* Supplied information
==================================================
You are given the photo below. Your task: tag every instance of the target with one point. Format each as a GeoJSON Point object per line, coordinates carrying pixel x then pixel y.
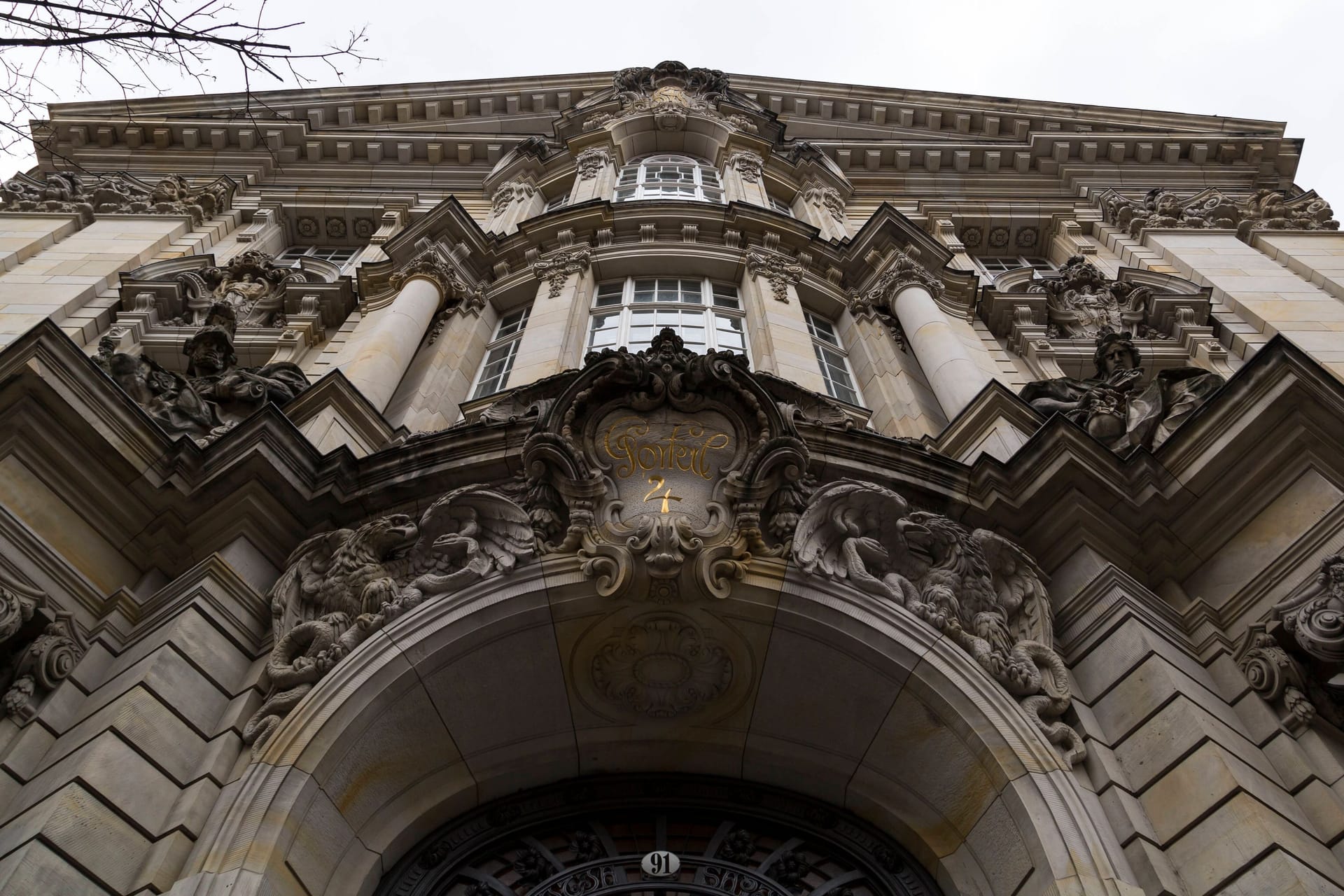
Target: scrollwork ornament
{"type": "Point", "coordinates": [780, 270]}
{"type": "Point", "coordinates": [1316, 618]}
{"type": "Point", "coordinates": [1276, 678]}
{"type": "Point", "coordinates": [592, 162]}
{"type": "Point", "coordinates": [748, 164]}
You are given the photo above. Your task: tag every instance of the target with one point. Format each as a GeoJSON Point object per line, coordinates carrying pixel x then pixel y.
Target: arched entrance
{"type": "Point", "coordinates": [589, 836]}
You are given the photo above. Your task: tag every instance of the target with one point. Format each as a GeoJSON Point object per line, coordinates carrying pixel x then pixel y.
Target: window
{"type": "Point", "coordinates": [995, 266]}
{"type": "Point", "coordinates": [832, 360]}
{"type": "Point", "coordinates": [631, 312]}
{"type": "Point", "coordinates": [500, 354]}
{"type": "Point", "coordinates": [335, 254]}
{"type": "Point", "coordinates": [668, 178]}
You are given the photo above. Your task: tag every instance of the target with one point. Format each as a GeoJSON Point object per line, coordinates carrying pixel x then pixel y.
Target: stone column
{"type": "Point", "coordinates": [743, 181]}
{"type": "Point", "coordinates": [823, 207]}
{"type": "Point", "coordinates": [596, 178]}
{"type": "Point", "coordinates": [384, 355]}
{"type": "Point", "coordinates": [906, 292]}
{"type": "Point", "coordinates": [558, 326]}
{"type": "Point", "coordinates": [514, 202]}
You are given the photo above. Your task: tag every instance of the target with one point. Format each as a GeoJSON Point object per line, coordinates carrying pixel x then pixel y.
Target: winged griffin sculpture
{"type": "Point", "coordinates": [979, 589]}
{"type": "Point", "coordinates": [342, 586]}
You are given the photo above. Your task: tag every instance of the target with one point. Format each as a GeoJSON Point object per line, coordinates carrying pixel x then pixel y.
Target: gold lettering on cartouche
{"type": "Point", "coordinates": [667, 496]}
{"type": "Point", "coordinates": [686, 448]}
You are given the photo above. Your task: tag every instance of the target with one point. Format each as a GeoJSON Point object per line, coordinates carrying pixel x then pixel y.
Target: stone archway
{"type": "Point", "coordinates": [468, 699]}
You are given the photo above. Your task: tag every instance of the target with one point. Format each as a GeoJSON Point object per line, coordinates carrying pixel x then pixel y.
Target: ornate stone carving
{"type": "Point", "coordinates": [592, 162]}
{"type": "Point", "coordinates": [778, 269]}
{"type": "Point", "coordinates": [1277, 678]}
{"type": "Point", "coordinates": [251, 284]}
{"type": "Point", "coordinates": [1316, 618]}
{"type": "Point", "coordinates": [828, 198]}
{"type": "Point", "coordinates": [663, 665]}
{"type": "Point", "coordinates": [510, 192]}
{"type": "Point", "coordinates": [118, 194]}
{"type": "Point", "coordinates": [670, 92]}
{"type": "Point", "coordinates": [1113, 407]}
{"type": "Point", "coordinates": [342, 586]}
{"type": "Point", "coordinates": [41, 652]}
{"type": "Point", "coordinates": [748, 164]}
{"type": "Point", "coordinates": [433, 269]}
{"type": "Point", "coordinates": [1084, 301]}
{"type": "Point", "coordinates": [1264, 210]}
{"type": "Point", "coordinates": [558, 267]}
{"type": "Point", "coordinates": [216, 394]}
{"type": "Point", "coordinates": [976, 587]}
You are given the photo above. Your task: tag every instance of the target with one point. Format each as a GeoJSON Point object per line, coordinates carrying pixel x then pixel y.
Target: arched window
{"type": "Point", "coordinates": [668, 178]}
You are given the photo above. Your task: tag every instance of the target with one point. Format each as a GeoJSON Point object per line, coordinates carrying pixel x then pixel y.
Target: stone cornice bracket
{"type": "Point", "coordinates": [48, 659]}
{"type": "Point", "coordinates": [778, 269]}
{"type": "Point", "coordinates": [748, 164]}
{"type": "Point", "coordinates": [1277, 678]}
{"type": "Point", "coordinates": [116, 194]}
{"type": "Point", "coordinates": [510, 192]}
{"type": "Point", "coordinates": [429, 266]}
{"type": "Point", "coordinates": [558, 267]}
{"type": "Point", "coordinates": [592, 162]}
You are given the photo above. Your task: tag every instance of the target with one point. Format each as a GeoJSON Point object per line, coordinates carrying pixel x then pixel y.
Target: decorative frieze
{"type": "Point", "coordinates": [1264, 210]}
{"type": "Point", "coordinates": [558, 267]}
{"type": "Point", "coordinates": [778, 269]}
{"type": "Point", "coordinates": [118, 194]}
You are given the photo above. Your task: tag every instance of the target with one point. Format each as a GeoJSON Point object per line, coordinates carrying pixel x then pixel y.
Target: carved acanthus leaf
{"type": "Point", "coordinates": [778, 269]}
{"type": "Point", "coordinates": [118, 194]}
{"type": "Point", "coordinates": [1264, 210]}
{"type": "Point", "coordinates": [558, 267]}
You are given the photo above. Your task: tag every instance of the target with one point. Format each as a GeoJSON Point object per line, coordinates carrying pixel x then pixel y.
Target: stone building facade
{"type": "Point", "coordinates": [668, 482]}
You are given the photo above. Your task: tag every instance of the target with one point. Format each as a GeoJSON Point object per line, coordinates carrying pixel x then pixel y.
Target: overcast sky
{"type": "Point", "coordinates": [1275, 59]}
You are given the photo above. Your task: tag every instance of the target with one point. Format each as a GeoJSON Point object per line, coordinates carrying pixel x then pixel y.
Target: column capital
{"type": "Point", "coordinates": [558, 267]}
{"type": "Point", "coordinates": [778, 269]}
{"type": "Point", "coordinates": [436, 270]}
{"type": "Point", "coordinates": [902, 273]}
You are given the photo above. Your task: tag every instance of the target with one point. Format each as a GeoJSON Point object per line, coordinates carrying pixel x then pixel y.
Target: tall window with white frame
{"type": "Point", "coordinates": [832, 359]}
{"type": "Point", "coordinates": [668, 178]}
{"type": "Point", "coordinates": [631, 312]}
{"type": "Point", "coordinates": [500, 354]}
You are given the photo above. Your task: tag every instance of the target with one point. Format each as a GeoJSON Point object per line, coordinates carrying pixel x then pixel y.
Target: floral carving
{"type": "Point", "coordinates": [748, 164]}
{"type": "Point", "coordinates": [662, 666]}
{"type": "Point", "coordinates": [1264, 210]}
{"type": "Point", "coordinates": [1277, 678]}
{"type": "Point", "coordinates": [342, 586]}
{"type": "Point", "coordinates": [116, 194]}
{"type": "Point", "coordinates": [428, 265]}
{"type": "Point", "coordinates": [980, 590]}
{"type": "Point", "coordinates": [592, 162]}
{"type": "Point", "coordinates": [558, 267]}
{"type": "Point", "coordinates": [778, 269]}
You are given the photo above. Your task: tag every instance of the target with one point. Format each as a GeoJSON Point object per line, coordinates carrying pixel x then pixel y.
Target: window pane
{"type": "Point", "coordinates": [726, 296]}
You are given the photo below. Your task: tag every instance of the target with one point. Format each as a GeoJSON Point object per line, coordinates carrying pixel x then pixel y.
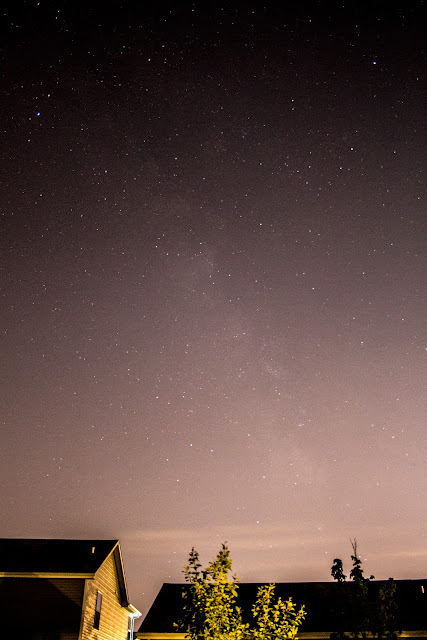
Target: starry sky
{"type": "Point", "coordinates": [212, 283]}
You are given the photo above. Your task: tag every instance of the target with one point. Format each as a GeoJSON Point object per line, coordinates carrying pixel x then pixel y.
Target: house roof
{"type": "Point", "coordinates": [322, 600]}
{"type": "Point", "coordinates": [23, 557]}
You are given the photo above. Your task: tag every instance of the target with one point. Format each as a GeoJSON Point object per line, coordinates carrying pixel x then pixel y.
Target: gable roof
==================================================
* Prompt
List every line in the data above that contains the string "window". Matches are case-sensitive.

* Result of the task
Target: window
Target: arched window
Target: tall window with white frame
Target: window pane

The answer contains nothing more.